**REQUIREMENT 1:**
Change "timber line" to "tree line" in the passage on bighorn sheep, and write out the part that begins at the words "Generally speaking, the" and stops after "from deep snow.".
**REQUIREMENT 2:**
Write the next part of the passage on bighorn sheep, picking up after its final sentence.
(Beginning of QUOTED PASSAGE)
Generally speaking, the bighorn is now a resident of the higher mountains and in summer is found at or above timber line where these wild sheep seek suitable alpine pastures and where broken cliffs serve as a protection against predatory enemies. In winter they seek to avoid soft deep snow for it not only cuts off their food supply but also renders them more liable to attack by predators. However, prevailing winter winds often sweep bare certain high alpine slopes, thereby leaving forage available, which enables some of the bighorns to winter on the mountain tops. It has been our experience in Rocky Mountain National Park that many bighorns still try to descend in winter to the foothills to find food and escape danger from deep snow.


BIGHORNS usually are most active in the early morning, and experience with these animals in Glacier National Park indicates their greatest feeding activity occurs before noon, and often by 10 a. m. or thereabouts they retire to the base of some protecting cliff and bed down. On September 1, 1931, at Glacier National Park, I found that a band of bighorns came down regularly during the night or early morning to a mineral spring near a lake. However, by sunup the band was always back up on the mountain side. This flock consisted of six ewes, six lambs, and two young rams. The lambs were well grown but still nursing.

The feeding habits of the bighorns are peculiar in that a relatively small amount of time is spent in grazing and a relatively large proportion of time is spent in chewing their cuds. Usually this latter process is done when the sheep are bedded down, and it has been found that each cud is chewed for about 1 minute. One advantage of this system of feeding is that the animals can gather a large amount of rough herbage in a relatively short time and later during the middle of the day they can thoroughly chew this food at their leisure. How I envy them at my "rush" lunch period!
(End of QUOTED PASSAGE)
(Beginning of DATA)
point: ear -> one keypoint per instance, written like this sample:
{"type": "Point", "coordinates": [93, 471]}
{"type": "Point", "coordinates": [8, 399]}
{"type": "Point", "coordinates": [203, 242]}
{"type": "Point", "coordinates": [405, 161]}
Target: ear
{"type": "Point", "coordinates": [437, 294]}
(End of DATA)
(Beginning of DATA)
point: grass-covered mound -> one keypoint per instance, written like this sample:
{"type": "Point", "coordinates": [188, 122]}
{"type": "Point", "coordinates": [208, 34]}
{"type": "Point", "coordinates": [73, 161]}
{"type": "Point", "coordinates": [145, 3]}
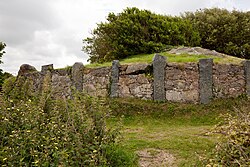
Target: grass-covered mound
(End of DATA)
(Beginning of DATA)
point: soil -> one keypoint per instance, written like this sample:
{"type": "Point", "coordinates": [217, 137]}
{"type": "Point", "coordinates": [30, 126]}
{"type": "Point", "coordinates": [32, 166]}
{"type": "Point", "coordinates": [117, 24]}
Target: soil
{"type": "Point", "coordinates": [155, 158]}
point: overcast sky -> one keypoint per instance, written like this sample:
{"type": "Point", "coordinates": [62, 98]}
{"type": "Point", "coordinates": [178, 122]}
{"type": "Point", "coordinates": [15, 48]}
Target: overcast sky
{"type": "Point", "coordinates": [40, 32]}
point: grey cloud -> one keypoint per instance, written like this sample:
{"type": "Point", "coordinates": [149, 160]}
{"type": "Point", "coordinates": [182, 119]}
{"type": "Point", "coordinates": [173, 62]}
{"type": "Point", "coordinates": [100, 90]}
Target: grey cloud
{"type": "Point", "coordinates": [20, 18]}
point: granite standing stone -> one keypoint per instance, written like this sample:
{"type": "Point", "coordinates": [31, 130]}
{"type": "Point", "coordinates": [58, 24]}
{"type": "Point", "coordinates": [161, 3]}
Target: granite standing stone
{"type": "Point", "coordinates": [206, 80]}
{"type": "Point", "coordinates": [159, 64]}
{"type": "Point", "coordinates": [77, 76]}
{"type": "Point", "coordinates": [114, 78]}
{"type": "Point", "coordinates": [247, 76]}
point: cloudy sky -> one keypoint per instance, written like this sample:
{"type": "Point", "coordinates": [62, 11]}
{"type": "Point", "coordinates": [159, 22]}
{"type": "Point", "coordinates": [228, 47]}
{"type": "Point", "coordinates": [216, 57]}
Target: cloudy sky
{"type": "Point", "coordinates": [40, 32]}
(End of DATA)
**FINAL ANSWER 1:**
Generally speaking, the bighorn is now a resident of the higher mountains and in summer is found at or above tree line where these wild sheep seek suitable alpine pastures and where broken cliffs serve as a protection against predatory enemies. In winter they seek to avoid soft deep snow for it not only cuts off their food supply but also renders them more liable to attack by predators. However, prevailing winter winds often sweep bare certain high alpine slopes, thereby leaving forage available, which enables some of the bighorns to winter on the mountain tops. It has been our experience in Rocky Mountain National Park that many bighorns still try to descend in winter to the foothills to find food and escape danger from deep snow.

**FINAL ANSWER 2:**
At Poudre Lake in Rocky Mountain National Park at 2 p. m. on July 6, 1930, I saw a band of 14 Rocky Mountain bighorns and followed them to the upper slopes of Specimen Mountain which is 12,482 feet high. About 4:30 p. m. they resumed feeding on the patches of green turf amid the rock slides. Seeing me, the animals ran rapidly up to the rim and stood on the skyline, but when I quietly withdrew they soon returned to their feeding.

The old rams at certain seasons keep together in a band by themselves and do not run with the females and lambs. At Specimen Mountain in Rocky Mountain National Park one afternoon I counted 28 bighorns—8 lambs of the year and 20 females and yearlings.

One lamb is usually born to a ewe each year, about the first of June, but twins are not infrequent. On Mount Washburn, Yellowstone National Park, on July 5, 1934, a park ranger saw two bighorn lambs, one of which he estimated to be about 2 weeks old and the other slightly older. One of the ewes called to her young, with a bleat similar to that of a domestic sheep but lower in tone.

Numerous instances of hybrids between Rocky Mountain bighorn and domestic sheep have been reported. Actual breeding between bighorn and domestic sheep has been observed. In one instance at least seven hybrid lambs were definitely known to have been born as a result.

J. D. Figgins, formerly Director of the Colorado Museum of Natural History, informed me that some of these hybrids grew up, bred, and were fertile. Domestic sheep not only seriously compete with the bighorns for food but the fact that they interbreed with the wild sheep and that the hybrids are fertile indicates that the relationship is sufficiently close so that parasites or disease might be transmitted from one animal to another and may account for the decrease in the number of bighorns. There is also the real danger of weakening the native bighorn stock through its breeding with the inferior domestic sheep.